▶ ENTRIES
[Start]

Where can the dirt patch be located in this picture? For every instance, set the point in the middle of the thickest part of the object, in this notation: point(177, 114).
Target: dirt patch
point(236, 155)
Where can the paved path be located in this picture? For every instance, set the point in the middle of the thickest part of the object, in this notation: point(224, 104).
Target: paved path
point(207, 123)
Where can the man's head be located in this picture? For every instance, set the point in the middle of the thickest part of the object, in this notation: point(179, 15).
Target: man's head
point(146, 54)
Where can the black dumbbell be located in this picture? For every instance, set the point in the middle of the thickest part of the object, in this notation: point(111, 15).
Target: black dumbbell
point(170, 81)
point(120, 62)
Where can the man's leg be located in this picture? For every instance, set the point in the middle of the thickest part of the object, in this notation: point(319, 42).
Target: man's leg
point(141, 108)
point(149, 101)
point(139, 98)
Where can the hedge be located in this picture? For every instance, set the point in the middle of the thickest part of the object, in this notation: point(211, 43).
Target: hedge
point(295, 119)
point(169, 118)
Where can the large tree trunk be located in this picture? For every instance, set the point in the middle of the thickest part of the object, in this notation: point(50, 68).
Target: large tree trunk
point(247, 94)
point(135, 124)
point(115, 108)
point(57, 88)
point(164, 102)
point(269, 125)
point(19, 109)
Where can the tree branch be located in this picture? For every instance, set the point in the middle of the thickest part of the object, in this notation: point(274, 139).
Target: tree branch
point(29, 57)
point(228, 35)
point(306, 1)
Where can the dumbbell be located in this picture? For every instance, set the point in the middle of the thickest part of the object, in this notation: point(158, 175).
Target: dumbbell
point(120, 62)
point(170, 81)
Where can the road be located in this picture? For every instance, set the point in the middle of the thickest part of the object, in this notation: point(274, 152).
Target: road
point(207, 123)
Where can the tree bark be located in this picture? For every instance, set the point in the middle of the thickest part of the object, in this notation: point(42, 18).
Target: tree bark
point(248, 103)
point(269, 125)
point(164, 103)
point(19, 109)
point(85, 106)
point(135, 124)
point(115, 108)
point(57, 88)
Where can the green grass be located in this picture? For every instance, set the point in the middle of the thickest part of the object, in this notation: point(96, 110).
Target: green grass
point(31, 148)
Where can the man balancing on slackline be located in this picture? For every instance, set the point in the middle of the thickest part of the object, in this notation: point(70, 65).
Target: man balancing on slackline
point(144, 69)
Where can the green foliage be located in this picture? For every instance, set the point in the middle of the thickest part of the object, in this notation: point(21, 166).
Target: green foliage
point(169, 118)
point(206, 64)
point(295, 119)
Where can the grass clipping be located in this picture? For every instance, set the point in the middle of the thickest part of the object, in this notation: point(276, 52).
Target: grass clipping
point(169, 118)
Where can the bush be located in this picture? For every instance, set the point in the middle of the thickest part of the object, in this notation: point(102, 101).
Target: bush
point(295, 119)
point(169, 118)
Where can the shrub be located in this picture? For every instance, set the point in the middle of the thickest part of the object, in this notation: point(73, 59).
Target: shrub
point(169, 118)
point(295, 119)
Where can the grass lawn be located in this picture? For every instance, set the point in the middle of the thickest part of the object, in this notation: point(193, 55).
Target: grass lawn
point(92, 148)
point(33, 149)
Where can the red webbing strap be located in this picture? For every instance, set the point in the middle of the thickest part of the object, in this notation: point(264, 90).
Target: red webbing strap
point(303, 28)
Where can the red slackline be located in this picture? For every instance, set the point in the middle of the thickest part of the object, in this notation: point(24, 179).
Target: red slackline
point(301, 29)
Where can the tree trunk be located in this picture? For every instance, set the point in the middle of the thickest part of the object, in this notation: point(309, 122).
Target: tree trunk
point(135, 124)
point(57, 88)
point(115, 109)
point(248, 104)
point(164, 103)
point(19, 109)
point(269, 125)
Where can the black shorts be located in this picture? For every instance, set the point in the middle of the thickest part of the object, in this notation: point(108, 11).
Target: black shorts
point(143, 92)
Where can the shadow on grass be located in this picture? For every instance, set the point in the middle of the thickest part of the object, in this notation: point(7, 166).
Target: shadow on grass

[End]

▶ SET EXERCISE
Scale the lines starting at "Where can the dumbbell" and ending at "point(33, 149)" by reproducing every one of them, requests included, with each coordinate in the answer points multiplied by 0.4 and rounded to the nearest whole number, halves rounding up. Keep the numbers in the requests and their sample notation unchanged, and give only these lines.

▶ FINISHED ANSWER
Where can the dumbbell be located in this picture? For every instance, set the point in the middle of the thickest part of the object, in this notation: point(158, 175).
Target: dumbbell
point(48, 25)
point(68, 32)
Where can the road be located in this picture? For every instance, set the point in the middle of the thickest part of the object, in this notation: point(274, 152).
Target: road
point(83, 49)
Where can the tree bark be located in this picture? For every instance, set the point in the middle of the thickest part of the object, in this notation: point(42, 18).
Target: tree bark
point(99, 41)
point(108, 50)
point(66, 41)
point(8, 44)
point(34, 42)
point(54, 50)
point(46, 43)
point(23, 35)
Where can the green grass be located in this picture? For every instance, set the point in the middle of the thickest part of the object, in this notation: point(96, 110).
Target: green grass
point(12, 59)
Where can the man balancing on slackline be located in this picture? For every instance, set the point in the middle of the thickest part of the object, in this notation: point(70, 65).
Target: man balancing on slackline
point(58, 28)
Where can the green foliage be located in this picture? For every instance, set the point in the middle of the thickest part of the object, in this notation: point(21, 166).
Target: green foliage
point(68, 47)
point(82, 26)
point(118, 48)
Where can the grass clipping be located in this picture? For every instance, set the point in the middle of the thickest part of the object, in this notation: point(276, 52).
Target: grass clipping
point(68, 47)
Where can the bush be located in this picture? For every instance, set the point in the middle of the thickest part of the object, in this notation: point(102, 101).
Target: bush
point(118, 48)
point(68, 47)
Where can the shrub be located in this picture? For every instance, set the point in the middle of the thickest part of the object, in this notation: point(73, 59).
Target: shrub
point(68, 47)
point(118, 48)
Where can the grass lawn be located in this picture? For every instance, set the point in the middle of the thickest part of the object, in this notation: point(193, 55).
Target: grass lawn
point(37, 59)
point(13, 60)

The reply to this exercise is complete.